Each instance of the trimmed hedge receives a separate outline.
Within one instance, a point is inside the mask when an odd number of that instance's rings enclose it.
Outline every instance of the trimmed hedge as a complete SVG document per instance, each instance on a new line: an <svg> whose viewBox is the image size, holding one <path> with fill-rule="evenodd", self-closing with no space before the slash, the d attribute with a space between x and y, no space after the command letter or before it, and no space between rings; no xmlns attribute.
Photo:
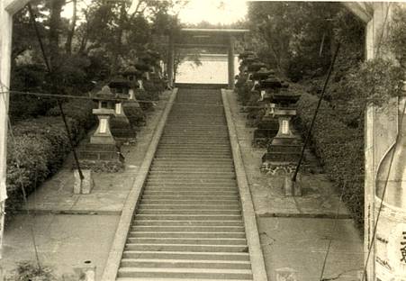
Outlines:
<svg viewBox="0 0 406 281"><path fill-rule="evenodd" d="M302 94L297 122L307 134L319 98ZM338 190L344 187L343 201L360 230L364 225L364 128L351 128L340 121L326 101L321 102L311 131L311 142L325 172Z"/></svg>
<svg viewBox="0 0 406 281"><path fill-rule="evenodd" d="M95 122L93 103L73 101L63 105L75 144L86 136ZM47 116L25 120L13 128L7 140L6 211L13 213L23 203L22 186L27 195L55 174L70 151L70 144L59 107Z"/></svg>

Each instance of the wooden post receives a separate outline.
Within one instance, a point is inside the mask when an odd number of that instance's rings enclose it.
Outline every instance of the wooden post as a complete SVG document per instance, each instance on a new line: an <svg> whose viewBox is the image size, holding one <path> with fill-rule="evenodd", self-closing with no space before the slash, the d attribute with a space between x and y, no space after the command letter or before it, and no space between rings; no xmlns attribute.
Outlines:
<svg viewBox="0 0 406 281"><path fill-rule="evenodd" d="M171 33L169 35L169 45L167 50L167 79L169 81L169 86L174 86L174 64L175 64L175 44L174 44L174 35Z"/></svg>
<svg viewBox="0 0 406 281"><path fill-rule="evenodd" d="M11 49L13 32L13 14L5 10L5 1L0 2L0 249L2 249L5 213L4 206L6 199L6 154L7 154L7 123L10 86ZM2 251L0 250L0 258Z"/></svg>
<svg viewBox="0 0 406 281"><path fill-rule="evenodd" d="M234 36L230 35L229 39L229 89L234 89Z"/></svg>

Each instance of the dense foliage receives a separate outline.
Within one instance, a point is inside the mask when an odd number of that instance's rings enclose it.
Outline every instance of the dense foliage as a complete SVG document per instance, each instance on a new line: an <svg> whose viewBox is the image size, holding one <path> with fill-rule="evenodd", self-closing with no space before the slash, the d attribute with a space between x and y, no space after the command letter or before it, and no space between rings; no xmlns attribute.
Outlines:
<svg viewBox="0 0 406 281"><path fill-rule="evenodd" d="M75 144L95 124L92 102L74 101L64 104ZM59 107L47 116L17 122L7 140L6 211L13 213L23 202L23 189L30 194L62 166L70 144ZM8 217L9 218L9 217Z"/></svg>
<svg viewBox="0 0 406 281"><path fill-rule="evenodd" d="M170 32L179 29L176 13L182 5L176 0L140 0L132 5L124 1L32 2L51 73L25 7L14 17L11 88L81 95L148 51L166 58L165 42ZM66 11L71 15L67 17ZM156 92L152 89L150 95ZM10 113L13 121L22 120L42 115L54 104L12 94Z"/></svg>
<svg viewBox="0 0 406 281"><path fill-rule="evenodd" d="M302 94L298 102L298 121L303 135L308 133L318 97ZM364 223L364 127L351 128L340 113L323 101L311 131L312 147L324 171L362 229Z"/></svg>
<svg viewBox="0 0 406 281"><path fill-rule="evenodd" d="M368 61L365 61L365 25L337 3L252 2L248 18L253 50L311 94L304 94L299 102L303 133L332 54L341 44L311 140L326 172L339 190L344 188L343 199L362 229L365 109L368 104L382 105L404 95L406 11L394 9L388 32L381 32L375 59Z"/></svg>

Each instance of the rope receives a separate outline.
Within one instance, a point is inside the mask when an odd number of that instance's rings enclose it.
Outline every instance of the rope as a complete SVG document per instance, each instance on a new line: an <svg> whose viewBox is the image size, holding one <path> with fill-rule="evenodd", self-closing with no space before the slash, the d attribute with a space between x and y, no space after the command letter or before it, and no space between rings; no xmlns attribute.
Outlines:
<svg viewBox="0 0 406 281"><path fill-rule="evenodd" d="M2 88L2 91L4 91L5 88L7 88L5 86L5 85L4 85L1 81L0 81L0 87ZM14 145L15 145L15 138L14 138L14 131L13 131L12 123L11 123L10 118L8 117L9 114L8 114L8 109L7 109L6 102L5 102L5 95L2 95L2 97L4 99L5 111L6 112L5 115L7 116L6 117L7 118L7 126L8 126L8 129L9 129L10 137L11 137L11 140L12 140L12 143ZM15 164L16 164L16 167L17 167L17 170L19 171L18 179L20 181L20 186L21 186L21 189L22 189L23 199L24 201L25 205L27 206L27 208L26 208L27 216L30 218L30 221L32 222L32 223L30 224L30 232L31 232L31 236L32 236L32 246L33 246L33 249L34 249L35 259L37 261L38 268L40 270L41 270L41 262L40 262L40 256L39 256L39 252L38 252L38 246L37 246L37 242L36 242L36 239L35 239L35 231L34 231L35 216L31 213L29 208L28 208L27 193L26 193L25 187L23 186L23 173L22 173L22 168L21 168L21 166L20 166L21 161L20 161L20 159L19 159L18 155L15 157L15 160L16 160ZM2 206L2 208L3 208L3 206Z"/></svg>
<svg viewBox="0 0 406 281"><path fill-rule="evenodd" d="M313 130L313 126L314 126L314 123L316 122L316 117L317 117L317 113L319 112L319 108L321 105L321 101L322 101L322 99L324 97L324 94L326 93L327 86L329 84L329 77L330 77L331 73L333 71L334 64L336 63L337 55L338 54L339 47L340 47L340 43L338 42L338 44L337 45L336 51L334 52L333 59L331 60L331 64L329 65L329 73L327 74L326 80L324 81L323 90L321 91L321 95L320 95L320 96L319 98L319 103L317 104L316 111L314 112L314 115L313 115L313 118L312 118L311 122L311 127L309 128L309 131L307 132L306 139L304 140L303 147L302 148L301 157L299 159L299 161L298 161L297 166L296 166L296 169L295 169L293 177L292 178L292 181L293 181L293 182L296 182L297 174L299 172L299 168L301 168L302 162L303 160L304 150L306 150L307 144L309 143L309 140L311 139L311 131Z"/></svg>
<svg viewBox="0 0 406 281"><path fill-rule="evenodd" d="M30 3L27 4L27 6L28 6L28 11L30 13L30 18L31 18L31 20L32 22L32 25L34 26L34 29L35 29L35 34L36 34L38 41L40 43L40 47L41 47L41 50L42 52L43 59L44 59L45 64L47 66L47 69L48 69L49 74L51 75L52 74L52 69L50 68L50 62L48 61L47 54L45 53L45 49L44 49L44 46L42 44L42 40L41 38L40 32L38 31L36 15L32 12L32 5L31 5ZM54 86L55 85L53 84L52 86ZM77 164L77 171L79 172L80 180L83 180L85 178L85 177L83 176L82 169L80 168L79 159L77 158L77 150L75 150L75 145L73 143L73 140L72 140L72 135L70 133L69 125L67 122L67 118L65 116L65 113L63 111L62 104L61 104L60 100L57 99L57 102L58 102L58 106L59 107L60 115L62 116L62 120L63 120L63 122L65 124L65 129L67 131L68 139L69 140L70 148L72 149L72 151L73 151L75 163Z"/></svg>
<svg viewBox="0 0 406 281"><path fill-rule="evenodd" d="M344 196L344 191L346 189L346 186L347 183L345 183L341 188L341 195L339 196L339 202L342 203L343 200L343 196ZM337 231L337 226L338 226L338 215L339 215L339 210L341 208L341 204L338 204L338 206L337 207L337 212L336 212L336 217L334 218L334 225L333 225L333 229L331 233L335 233ZM332 236L330 236L329 240L329 245L327 246L327 250L326 250L326 255L324 256L324 260L323 260L323 265L321 267L321 273L320 276L320 281L324 281L323 279L323 275L324 275L324 270L326 269L326 264L327 264L327 258L329 258L329 250L331 249L331 244L333 242L333 239Z"/></svg>

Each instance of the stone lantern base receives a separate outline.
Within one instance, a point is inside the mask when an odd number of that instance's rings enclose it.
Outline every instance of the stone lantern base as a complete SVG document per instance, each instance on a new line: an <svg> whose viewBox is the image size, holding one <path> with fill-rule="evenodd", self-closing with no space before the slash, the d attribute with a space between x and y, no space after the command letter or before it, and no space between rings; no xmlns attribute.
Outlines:
<svg viewBox="0 0 406 281"><path fill-rule="evenodd" d="M254 131L252 145L255 147L266 148L268 141L276 136L278 131L279 123L277 119L270 116L264 116L257 124L257 129Z"/></svg>
<svg viewBox="0 0 406 281"><path fill-rule="evenodd" d="M87 143L79 148L82 168L93 171L118 172L124 168L124 157L116 145Z"/></svg>

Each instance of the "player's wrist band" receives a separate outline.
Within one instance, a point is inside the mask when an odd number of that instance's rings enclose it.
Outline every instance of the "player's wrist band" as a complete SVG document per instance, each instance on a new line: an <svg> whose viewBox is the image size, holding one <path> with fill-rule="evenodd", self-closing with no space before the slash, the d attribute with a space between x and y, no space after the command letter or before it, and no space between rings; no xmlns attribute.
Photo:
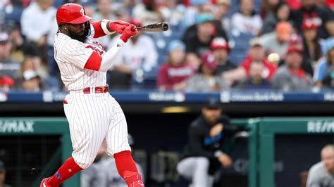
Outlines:
<svg viewBox="0 0 334 187"><path fill-rule="evenodd" d="M223 151L218 150L216 150L215 153L214 153L214 157L219 157L221 155L223 155Z"/></svg>
<svg viewBox="0 0 334 187"><path fill-rule="evenodd" d="M113 33L115 33L115 31L110 32L109 30L108 30L108 25L109 25L108 23L109 22L109 21L111 21L111 20L104 19L101 22L101 27L102 28L103 32L104 32L106 34L113 34Z"/></svg>

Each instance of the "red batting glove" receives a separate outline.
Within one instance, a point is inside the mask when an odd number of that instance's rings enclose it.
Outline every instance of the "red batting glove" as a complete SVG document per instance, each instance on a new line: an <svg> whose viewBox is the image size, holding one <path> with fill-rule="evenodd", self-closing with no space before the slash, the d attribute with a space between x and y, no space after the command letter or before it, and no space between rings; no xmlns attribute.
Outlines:
<svg viewBox="0 0 334 187"><path fill-rule="evenodd" d="M131 24L124 30L120 39L124 42L126 42L131 37L135 36L137 34L138 34L138 30L137 30L136 26Z"/></svg>
<svg viewBox="0 0 334 187"><path fill-rule="evenodd" d="M117 33L122 34L124 32L124 30L130 25L130 23L117 20L117 21L111 21L109 22L109 28L113 31L116 31Z"/></svg>

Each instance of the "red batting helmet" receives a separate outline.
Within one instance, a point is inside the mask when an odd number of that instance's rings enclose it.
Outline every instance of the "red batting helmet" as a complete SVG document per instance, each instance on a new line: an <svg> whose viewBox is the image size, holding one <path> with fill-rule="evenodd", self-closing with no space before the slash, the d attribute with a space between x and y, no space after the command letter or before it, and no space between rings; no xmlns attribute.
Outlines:
<svg viewBox="0 0 334 187"><path fill-rule="evenodd" d="M82 6L77 4L66 4L57 10L56 13L58 27L62 22L80 24L89 21L92 18L86 15Z"/></svg>

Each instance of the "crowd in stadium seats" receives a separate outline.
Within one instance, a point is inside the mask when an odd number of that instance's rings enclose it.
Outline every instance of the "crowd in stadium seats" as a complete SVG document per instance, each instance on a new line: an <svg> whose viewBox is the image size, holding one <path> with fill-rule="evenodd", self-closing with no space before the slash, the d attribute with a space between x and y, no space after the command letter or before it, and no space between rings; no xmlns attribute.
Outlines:
<svg viewBox="0 0 334 187"><path fill-rule="evenodd" d="M66 90L54 58L56 8L82 4L92 21L140 32L107 75L113 89L211 91L334 88L334 3L330 0L5 0L0 2L0 89ZM116 34L99 39L109 49Z"/></svg>

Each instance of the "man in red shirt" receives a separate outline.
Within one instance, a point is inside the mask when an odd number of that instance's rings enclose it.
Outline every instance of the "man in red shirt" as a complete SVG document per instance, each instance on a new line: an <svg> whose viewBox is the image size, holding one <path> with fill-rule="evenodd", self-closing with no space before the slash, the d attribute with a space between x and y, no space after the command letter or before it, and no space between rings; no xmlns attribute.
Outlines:
<svg viewBox="0 0 334 187"><path fill-rule="evenodd" d="M249 77L249 68L252 62L261 62L264 65L262 72L262 78L271 79L275 75L277 65L268 61L264 55L264 49L261 41L257 39L253 39L249 42L248 56L241 63L237 69L225 72L223 76L230 84Z"/></svg>
<svg viewBox="0 0 334 187"><path fill-rule="evenodd" d="M157 77L159 90L181 90L186 86L185 80L194 74L196 68L185 62L185 46L180 40L168 45L168 58L160 67Z"/></svg>

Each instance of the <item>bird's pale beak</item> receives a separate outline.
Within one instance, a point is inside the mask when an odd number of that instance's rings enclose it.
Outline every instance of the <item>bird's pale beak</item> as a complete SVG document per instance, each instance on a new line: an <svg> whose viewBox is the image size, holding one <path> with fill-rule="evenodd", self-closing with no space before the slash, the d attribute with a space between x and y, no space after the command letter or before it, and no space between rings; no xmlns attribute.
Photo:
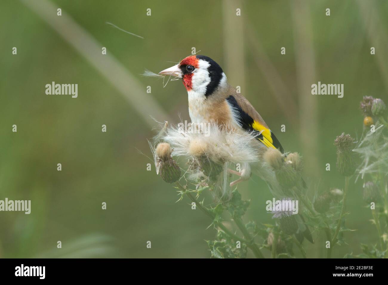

**WHAT IS NEEDED**: How many lines of the items contain the string "trimmed", counting case?

**COMPLETE ANSWER**: 2